==== ARTICLE ====

HEADS UP: sysinstall is no longer the default installer

John Baldwin jhb at freebsd.org
Mon Mar 14 16:57:26 UTC 2011


On Monday, March 14, 2011 11:56:14 am Nathan Whitehorn wrote:
> On 03/14/11 10:44, John Baldwin wrote:
> > On Monday, March 14, 2011 10:13:30 am Nathan Whitehorn wrote:
> >> I just committed (r219641) changes that make the release infrastructure
> >> (src/release/Makefile) use bsdinstall by default instead of sysinstall
> >> on install media. A big thank you is in order to everyone who provided
> >> advice, criticism, and testing for this project over the last few months!
> >>
> >> Along with sysinstall, the original sysinstall build stuff has been
> >> preserved (now /usr/src/release/Makefile.sysinstall) and will continue
> >> to be for the lifetime of the 9.x release series, although it will not
> >> be used by default. This change modifies the process of building
> >> releases somewhat, so I'll outline changes that people who run snapshot
> >> buildbots will have to make below, and some next steps planned with the
> >> installer.
> > Please consider supporting using SVN or CVS to obtain docs, ports, and source
> > trees.  I have a custom SVN repo at work that is not exported to CVS and
> > available via csup and am able to use the existing SVNROOT SVNBRANCH variables
> > with 'make release'.  Having support for this sort of thing would be useful.
> > I have also made much use of LOCAL_PATCHES in the past for building releases,
> > so having support for that would be useful as well.
> 
> SVNBRANCH works now, and source comes over SVN, the others via cvsup. 
> Support for a different SVNROOT and regular cvs for ports and docs can 
> certainly be added. In the case of LOCAL_PATCHES, you can just use the 
> regular makefile on your patched tree -- I don't think the chroot and 
> checkouts make much sense in this case.

Hmm, I've actually used LOCAL_PATCHES a lot to test out changes while still
doing builds in a chroot (I'm paranoid about not having pollution from
the build machine in the release builds so have always used the chroot).

Being able to use CVS and a custom CVSROOT and SVNROOT would be good to have.

==== EXCERPTED DATA ====

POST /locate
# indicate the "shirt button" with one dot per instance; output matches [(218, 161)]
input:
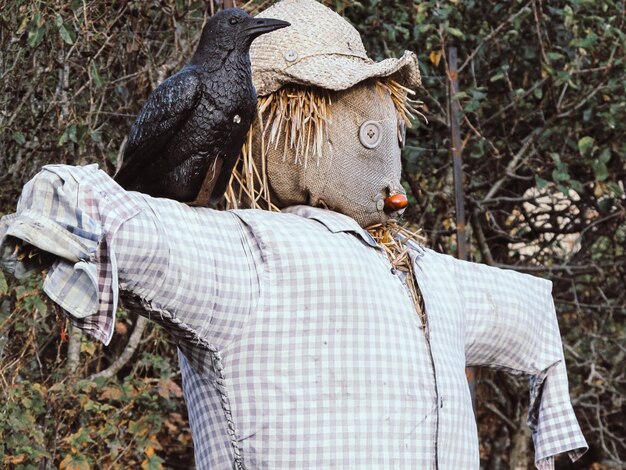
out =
[(370, 134)]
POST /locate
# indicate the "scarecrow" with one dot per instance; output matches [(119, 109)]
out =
[(304, 340)]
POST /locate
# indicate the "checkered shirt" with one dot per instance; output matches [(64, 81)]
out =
[(299, 344)]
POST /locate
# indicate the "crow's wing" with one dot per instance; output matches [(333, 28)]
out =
[(166, 111)]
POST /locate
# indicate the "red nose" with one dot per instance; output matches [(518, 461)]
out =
[(395, 202)]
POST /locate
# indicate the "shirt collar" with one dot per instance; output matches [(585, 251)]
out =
[(333, 221)]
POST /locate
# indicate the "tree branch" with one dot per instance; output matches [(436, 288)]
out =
[(128, 352)]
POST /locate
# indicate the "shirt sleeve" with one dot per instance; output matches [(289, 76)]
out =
[(512, 325), (192, 267)]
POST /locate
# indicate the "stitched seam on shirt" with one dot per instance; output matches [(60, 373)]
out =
[(216, 361)]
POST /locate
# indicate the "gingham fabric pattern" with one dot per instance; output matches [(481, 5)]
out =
[(300, 346)]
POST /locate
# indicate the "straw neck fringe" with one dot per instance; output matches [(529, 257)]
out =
[(301, 115)]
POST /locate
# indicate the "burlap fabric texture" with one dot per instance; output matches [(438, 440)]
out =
[(319, 97)]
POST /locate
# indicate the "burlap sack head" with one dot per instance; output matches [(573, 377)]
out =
[(330, 121)]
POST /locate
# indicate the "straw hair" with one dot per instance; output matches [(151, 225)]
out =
[(302, 115)]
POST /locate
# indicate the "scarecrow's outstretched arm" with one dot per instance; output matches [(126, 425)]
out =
[(181, 264), (512, 325)]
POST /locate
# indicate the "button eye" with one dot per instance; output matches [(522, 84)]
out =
[(370, 134)]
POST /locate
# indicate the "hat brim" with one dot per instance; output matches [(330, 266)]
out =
[(336, 72)]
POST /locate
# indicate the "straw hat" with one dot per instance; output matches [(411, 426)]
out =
[(320, 49)]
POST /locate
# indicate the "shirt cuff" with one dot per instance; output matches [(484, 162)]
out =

====

**REQUIREMENTS**
**A.** In the mailing list post about sysinstall no longer being the default installer, where has the original sysinstall build code been preserved?
**B.** Write what comes next in the mailing list post about sysinstall no longer being the default installer, starting after its final sentence.

**WRITTEN ANSWERS**
**A.** It has been preserved as /usr/src/release/Makefile.sysinstall.

**B.**
> > I think for re@ especially it is nice to just do 'make release TAG=7.2' (or
> > some such) and have it DTRT to check out matching ports, doc, and src into the
> > chroot, etc.  I think the new process should be similarly automated.
> 
> The generate-release.sh script likely needs some work. It exists almost 
> purely for the benefit of re@, and I don't know exactly what their 
> requirements are. A list (or patches) would be very welcome. The feature 
> you want here, though, can be obtained now by the CVSUP_TAG and svn 
> branch arguments to generate-release.sh.

Note that re@ uses CVS to checkout ports and docs rather than cvsup.  There
was also logic in the old release Makefile to take a single CVS-style src
tag and convert it into suitable tags for docs and ports.  An example of the
re@ style is found in the bottom of the old release(7):

EXAMPLES
     The following sequence of commands was used to build the FreeBSD 4.9
     release:

           cd /usr
           cvs co -rRELENG_4_9_0_RELEASE src
           cd src
           make buildworld
           cd release
           make release CHROOTDIR=/local3/release BUILDNAME=4.9-RELEASE \
             CVSROOT=/host/cvs/usr/home/ncvs RELEASETAG=RELENG_4_9_0_RELEASE

     After running these commands, a complete system suitable for FTP or CD-
     ROM distribution is available in the /local3/release/R directory.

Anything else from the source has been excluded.